In the records below, find each line with the word "hair" and copy it.

**** Material supplied

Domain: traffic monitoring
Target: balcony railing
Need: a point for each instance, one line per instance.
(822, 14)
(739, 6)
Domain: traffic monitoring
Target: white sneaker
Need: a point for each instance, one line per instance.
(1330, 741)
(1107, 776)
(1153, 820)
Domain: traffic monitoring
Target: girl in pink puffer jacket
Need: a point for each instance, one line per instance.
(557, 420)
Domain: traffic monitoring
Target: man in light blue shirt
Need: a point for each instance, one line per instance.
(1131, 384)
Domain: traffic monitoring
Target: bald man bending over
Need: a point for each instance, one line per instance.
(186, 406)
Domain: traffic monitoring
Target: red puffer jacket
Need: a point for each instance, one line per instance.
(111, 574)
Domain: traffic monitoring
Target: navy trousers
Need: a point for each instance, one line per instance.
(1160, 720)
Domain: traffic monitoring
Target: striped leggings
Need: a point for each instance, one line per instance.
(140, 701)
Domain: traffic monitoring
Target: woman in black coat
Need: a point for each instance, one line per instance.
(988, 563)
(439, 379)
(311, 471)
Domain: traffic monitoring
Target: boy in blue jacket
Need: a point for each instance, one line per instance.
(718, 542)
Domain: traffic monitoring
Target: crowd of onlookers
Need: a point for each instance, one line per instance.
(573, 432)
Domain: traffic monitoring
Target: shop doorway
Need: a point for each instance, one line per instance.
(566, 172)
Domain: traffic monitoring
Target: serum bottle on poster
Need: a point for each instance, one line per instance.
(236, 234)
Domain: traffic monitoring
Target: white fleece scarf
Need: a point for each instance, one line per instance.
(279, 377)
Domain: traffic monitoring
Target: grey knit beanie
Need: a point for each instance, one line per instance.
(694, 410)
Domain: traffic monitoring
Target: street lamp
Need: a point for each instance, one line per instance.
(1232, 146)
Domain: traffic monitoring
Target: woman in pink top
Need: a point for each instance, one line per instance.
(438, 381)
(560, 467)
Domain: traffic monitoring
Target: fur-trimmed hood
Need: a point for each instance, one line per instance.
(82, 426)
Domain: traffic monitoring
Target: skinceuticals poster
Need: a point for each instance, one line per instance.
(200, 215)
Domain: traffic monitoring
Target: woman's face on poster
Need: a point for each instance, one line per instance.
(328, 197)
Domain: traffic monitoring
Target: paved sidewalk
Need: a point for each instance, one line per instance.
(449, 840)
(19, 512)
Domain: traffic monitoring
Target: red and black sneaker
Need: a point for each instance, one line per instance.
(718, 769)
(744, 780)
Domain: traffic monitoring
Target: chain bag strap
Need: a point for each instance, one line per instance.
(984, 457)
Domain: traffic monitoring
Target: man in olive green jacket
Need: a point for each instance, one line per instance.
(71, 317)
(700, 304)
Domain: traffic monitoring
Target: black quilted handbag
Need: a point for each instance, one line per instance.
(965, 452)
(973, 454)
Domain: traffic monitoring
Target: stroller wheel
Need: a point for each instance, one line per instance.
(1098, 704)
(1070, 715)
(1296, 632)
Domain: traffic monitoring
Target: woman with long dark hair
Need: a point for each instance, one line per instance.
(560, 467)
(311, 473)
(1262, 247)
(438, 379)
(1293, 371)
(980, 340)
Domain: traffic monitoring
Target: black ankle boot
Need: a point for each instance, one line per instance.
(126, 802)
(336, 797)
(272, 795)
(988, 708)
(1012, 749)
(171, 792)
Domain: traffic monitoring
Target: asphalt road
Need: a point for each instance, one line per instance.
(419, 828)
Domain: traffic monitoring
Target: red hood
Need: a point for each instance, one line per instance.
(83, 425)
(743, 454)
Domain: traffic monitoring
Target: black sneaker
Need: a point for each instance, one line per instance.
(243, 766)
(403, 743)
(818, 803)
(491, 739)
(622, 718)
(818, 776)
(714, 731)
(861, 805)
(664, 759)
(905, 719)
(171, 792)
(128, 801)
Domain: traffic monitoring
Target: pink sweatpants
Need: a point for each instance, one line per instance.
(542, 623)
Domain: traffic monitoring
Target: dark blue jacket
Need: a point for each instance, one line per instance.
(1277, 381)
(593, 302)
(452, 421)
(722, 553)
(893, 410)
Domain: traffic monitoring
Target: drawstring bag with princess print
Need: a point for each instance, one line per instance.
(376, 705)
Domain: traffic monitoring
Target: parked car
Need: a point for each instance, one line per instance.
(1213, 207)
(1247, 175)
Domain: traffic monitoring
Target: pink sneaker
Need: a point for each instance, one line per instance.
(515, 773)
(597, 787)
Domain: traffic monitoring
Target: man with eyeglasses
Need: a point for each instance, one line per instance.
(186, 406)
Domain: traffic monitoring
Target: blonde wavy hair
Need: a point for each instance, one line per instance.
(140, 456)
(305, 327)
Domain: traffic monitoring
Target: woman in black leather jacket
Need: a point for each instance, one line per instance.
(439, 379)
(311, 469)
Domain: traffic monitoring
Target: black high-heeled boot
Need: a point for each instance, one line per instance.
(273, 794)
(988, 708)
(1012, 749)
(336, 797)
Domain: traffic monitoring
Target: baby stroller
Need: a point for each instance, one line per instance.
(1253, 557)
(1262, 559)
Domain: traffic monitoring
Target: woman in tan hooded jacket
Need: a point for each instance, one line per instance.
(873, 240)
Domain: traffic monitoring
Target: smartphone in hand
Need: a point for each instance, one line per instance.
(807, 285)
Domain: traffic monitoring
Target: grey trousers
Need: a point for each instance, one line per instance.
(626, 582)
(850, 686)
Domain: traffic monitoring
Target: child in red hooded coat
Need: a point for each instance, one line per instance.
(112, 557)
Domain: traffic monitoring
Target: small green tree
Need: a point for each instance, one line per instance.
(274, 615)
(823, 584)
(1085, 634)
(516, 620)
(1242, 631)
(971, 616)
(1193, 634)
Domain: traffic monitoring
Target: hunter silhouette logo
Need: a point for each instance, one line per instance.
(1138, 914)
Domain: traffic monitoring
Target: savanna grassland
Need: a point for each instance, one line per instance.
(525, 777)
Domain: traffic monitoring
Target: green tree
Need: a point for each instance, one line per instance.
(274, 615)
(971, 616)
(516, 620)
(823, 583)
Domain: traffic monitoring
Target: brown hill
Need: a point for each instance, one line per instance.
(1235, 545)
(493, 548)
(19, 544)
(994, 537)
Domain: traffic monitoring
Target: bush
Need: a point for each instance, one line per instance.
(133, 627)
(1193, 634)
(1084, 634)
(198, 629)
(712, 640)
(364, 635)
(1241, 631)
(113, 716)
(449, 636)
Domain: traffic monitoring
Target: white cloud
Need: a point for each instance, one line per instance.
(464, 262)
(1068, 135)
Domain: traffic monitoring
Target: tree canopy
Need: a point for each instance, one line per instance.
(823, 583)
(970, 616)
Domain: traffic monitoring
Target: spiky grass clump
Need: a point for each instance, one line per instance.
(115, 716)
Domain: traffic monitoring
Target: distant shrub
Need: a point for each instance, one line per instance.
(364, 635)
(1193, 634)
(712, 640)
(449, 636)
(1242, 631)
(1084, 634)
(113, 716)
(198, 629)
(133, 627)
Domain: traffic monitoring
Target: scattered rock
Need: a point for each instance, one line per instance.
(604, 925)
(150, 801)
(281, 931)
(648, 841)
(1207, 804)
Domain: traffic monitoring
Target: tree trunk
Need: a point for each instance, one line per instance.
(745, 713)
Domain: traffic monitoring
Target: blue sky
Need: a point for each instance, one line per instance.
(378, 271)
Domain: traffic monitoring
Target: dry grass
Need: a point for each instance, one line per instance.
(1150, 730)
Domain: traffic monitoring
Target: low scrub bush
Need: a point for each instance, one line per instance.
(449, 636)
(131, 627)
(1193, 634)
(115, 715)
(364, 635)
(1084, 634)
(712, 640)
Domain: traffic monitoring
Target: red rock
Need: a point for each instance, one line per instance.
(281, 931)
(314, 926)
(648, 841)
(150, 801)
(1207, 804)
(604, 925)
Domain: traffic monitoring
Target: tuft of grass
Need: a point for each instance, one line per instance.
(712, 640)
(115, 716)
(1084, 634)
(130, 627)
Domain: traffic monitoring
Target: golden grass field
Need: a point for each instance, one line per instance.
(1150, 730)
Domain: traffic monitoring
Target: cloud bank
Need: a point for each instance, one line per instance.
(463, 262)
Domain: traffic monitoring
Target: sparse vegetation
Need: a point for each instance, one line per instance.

********

### Task output:
Target: woman with long dark hair
Target: blonde wavy hair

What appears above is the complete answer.